Brief: Reproduce the line containing "Annotation task: mark the ceiling fan blade" and every line after it through the end of the records. Include nothing else.

Data to use:

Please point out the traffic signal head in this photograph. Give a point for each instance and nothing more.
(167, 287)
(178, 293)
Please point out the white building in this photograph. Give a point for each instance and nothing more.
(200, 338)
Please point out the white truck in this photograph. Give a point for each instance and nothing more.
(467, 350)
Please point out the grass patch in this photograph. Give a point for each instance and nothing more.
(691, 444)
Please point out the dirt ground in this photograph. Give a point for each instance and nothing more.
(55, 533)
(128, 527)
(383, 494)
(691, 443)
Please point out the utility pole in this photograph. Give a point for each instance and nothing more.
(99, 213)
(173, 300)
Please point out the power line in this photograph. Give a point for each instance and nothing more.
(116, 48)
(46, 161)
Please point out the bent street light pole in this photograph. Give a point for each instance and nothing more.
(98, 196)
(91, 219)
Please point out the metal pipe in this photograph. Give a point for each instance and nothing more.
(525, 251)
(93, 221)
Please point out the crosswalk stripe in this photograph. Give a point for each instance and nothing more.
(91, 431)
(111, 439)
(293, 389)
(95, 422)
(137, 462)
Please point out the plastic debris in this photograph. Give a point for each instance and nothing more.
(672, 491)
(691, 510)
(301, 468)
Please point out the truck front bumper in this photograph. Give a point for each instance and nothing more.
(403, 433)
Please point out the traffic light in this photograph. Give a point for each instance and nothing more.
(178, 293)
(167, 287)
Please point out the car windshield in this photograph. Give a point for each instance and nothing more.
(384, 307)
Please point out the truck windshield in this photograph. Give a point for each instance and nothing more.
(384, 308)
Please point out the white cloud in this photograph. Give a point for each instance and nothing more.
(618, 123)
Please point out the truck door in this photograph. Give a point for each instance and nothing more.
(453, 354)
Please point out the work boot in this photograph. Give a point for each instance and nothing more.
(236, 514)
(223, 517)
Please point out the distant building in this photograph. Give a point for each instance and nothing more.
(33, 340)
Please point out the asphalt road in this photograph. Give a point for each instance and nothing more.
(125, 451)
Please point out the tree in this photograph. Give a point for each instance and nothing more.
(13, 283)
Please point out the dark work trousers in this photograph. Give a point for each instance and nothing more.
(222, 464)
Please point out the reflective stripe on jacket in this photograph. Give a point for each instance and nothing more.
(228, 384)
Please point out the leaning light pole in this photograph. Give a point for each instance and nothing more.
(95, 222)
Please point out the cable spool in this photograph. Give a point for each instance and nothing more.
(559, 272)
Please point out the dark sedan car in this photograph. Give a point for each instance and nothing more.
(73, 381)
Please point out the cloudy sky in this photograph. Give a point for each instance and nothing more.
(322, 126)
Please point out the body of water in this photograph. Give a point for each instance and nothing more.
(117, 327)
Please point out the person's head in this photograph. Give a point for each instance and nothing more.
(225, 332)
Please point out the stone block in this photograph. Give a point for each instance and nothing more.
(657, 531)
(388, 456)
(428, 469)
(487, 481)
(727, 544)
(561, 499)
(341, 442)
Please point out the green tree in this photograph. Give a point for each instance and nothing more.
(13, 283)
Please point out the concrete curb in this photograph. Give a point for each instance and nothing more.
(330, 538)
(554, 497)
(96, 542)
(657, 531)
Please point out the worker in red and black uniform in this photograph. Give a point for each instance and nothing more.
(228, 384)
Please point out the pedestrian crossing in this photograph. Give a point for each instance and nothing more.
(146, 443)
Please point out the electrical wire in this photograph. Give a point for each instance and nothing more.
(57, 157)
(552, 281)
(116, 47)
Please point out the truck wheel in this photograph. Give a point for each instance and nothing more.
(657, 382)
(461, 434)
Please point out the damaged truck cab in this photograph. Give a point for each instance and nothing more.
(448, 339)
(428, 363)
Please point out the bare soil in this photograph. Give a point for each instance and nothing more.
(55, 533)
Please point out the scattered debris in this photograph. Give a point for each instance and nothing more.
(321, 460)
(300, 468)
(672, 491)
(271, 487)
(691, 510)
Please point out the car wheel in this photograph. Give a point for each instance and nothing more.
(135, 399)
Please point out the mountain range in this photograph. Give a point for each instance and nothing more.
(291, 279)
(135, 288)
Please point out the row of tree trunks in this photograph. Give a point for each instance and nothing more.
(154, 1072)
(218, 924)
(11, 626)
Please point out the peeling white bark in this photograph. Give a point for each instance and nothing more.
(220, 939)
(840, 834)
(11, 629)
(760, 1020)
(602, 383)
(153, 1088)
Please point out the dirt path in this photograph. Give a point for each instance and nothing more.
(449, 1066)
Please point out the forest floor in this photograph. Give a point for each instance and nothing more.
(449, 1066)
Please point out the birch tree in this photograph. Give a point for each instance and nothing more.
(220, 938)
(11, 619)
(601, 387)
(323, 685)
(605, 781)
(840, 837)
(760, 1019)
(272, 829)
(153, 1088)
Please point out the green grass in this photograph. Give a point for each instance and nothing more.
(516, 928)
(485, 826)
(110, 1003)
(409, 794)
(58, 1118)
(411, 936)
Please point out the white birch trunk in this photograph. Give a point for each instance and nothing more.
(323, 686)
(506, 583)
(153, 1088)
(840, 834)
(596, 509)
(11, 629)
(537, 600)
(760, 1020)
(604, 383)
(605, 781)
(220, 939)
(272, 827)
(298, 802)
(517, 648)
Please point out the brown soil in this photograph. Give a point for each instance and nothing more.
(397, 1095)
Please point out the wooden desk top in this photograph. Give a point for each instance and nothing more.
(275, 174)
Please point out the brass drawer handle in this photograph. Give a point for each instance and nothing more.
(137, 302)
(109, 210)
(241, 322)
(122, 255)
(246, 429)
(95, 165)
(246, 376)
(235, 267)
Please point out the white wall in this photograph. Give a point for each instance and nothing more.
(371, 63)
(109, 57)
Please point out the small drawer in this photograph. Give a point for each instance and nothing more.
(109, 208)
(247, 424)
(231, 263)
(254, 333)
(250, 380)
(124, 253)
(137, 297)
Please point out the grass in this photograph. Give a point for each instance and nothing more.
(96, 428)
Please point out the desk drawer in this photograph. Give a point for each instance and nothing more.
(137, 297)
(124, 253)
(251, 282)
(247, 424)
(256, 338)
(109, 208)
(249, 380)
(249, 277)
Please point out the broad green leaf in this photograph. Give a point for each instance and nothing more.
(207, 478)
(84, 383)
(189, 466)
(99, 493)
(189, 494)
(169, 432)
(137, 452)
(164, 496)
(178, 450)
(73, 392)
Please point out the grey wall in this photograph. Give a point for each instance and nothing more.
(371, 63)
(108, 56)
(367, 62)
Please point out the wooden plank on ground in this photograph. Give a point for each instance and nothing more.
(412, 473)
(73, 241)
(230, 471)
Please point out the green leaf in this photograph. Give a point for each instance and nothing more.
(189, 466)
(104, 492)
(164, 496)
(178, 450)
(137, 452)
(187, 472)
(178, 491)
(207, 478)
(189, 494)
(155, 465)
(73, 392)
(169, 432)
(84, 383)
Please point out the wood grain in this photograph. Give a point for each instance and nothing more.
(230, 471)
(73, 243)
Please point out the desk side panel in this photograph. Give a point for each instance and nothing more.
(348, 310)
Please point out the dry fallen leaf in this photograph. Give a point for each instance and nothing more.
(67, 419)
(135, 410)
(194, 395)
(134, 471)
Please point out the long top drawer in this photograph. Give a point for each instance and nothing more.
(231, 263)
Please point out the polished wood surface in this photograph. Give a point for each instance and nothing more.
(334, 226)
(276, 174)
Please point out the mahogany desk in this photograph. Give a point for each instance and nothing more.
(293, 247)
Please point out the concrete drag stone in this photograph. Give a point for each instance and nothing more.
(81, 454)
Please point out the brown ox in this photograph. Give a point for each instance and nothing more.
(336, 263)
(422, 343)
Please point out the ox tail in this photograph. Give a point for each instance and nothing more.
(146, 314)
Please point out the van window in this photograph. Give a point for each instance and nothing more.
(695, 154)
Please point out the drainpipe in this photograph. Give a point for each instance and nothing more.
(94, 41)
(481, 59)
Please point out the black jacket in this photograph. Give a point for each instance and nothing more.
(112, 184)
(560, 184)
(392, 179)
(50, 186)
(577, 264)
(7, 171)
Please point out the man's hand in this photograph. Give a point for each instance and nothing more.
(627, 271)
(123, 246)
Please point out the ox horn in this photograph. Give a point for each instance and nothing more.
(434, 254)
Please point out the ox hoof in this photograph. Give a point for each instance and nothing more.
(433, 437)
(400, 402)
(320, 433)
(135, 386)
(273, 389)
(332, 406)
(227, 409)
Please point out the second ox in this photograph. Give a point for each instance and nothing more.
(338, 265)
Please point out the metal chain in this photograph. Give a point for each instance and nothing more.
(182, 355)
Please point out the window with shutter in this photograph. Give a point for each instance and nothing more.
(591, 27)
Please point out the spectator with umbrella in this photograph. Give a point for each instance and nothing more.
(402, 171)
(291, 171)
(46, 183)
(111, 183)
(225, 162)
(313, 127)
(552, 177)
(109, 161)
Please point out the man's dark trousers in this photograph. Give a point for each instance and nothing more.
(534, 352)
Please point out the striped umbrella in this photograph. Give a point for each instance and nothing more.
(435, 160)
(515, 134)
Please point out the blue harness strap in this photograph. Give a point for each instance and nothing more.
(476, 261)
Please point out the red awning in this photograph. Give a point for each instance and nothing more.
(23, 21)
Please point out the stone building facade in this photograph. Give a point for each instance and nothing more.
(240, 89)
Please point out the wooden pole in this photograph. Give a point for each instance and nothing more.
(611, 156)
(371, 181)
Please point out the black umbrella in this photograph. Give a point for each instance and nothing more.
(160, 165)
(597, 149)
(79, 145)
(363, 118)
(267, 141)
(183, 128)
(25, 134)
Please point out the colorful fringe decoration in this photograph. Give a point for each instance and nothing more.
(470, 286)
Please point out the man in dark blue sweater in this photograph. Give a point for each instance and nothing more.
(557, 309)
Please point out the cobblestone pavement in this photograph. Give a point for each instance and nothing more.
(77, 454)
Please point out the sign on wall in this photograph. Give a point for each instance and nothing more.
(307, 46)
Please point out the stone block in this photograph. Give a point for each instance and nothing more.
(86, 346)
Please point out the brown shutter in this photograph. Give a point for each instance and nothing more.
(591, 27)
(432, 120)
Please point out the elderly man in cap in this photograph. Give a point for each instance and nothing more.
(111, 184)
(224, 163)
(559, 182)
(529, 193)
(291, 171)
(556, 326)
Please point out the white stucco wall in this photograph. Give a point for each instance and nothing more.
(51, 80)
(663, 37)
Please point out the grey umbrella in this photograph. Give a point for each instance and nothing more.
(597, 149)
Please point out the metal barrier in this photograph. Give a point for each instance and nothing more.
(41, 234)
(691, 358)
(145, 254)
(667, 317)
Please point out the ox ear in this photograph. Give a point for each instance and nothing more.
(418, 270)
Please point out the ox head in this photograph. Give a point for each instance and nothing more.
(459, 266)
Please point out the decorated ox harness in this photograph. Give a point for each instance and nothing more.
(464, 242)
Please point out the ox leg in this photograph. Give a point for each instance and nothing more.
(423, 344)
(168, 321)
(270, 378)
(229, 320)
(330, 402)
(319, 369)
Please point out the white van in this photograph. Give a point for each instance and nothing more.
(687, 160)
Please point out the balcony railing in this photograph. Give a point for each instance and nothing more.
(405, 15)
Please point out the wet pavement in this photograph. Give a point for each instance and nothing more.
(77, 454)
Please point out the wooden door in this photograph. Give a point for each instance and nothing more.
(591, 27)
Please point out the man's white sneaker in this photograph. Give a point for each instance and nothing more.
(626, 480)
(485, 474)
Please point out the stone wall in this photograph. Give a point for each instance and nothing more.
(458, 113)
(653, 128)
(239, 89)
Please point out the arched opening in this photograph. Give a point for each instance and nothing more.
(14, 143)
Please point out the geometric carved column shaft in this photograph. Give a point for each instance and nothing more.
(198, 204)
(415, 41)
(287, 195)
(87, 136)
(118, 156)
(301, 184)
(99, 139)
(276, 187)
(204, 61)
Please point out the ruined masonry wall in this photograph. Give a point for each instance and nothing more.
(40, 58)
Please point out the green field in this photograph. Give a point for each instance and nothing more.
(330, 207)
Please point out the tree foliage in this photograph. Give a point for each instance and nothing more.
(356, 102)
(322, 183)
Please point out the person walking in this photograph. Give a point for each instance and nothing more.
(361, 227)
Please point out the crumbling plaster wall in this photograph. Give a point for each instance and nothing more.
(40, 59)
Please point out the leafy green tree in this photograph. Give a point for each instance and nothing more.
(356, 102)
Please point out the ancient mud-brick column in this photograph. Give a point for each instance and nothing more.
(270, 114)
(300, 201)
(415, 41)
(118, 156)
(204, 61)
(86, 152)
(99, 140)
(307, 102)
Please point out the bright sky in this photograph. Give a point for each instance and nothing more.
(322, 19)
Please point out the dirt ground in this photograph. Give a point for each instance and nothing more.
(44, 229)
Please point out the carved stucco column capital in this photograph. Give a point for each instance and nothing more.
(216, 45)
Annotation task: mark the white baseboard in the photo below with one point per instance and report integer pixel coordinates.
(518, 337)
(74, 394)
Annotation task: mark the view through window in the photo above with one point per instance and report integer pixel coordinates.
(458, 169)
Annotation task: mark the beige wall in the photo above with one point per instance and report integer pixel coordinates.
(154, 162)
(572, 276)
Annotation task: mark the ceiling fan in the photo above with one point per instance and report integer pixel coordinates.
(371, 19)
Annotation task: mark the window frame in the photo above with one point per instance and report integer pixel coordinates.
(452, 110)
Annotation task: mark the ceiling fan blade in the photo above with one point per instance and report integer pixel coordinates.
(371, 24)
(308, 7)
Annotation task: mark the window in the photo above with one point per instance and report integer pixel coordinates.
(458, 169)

Solution for this problem:
Annotation task: mark the ceiling fan blade in the photo above with one point per instance and report integer pixel coordinates.
(371, 24)
(308, 7)
Annotation task: mark the window in the photo above with one point per instance and report integer pixel coordinates.
(458, 169)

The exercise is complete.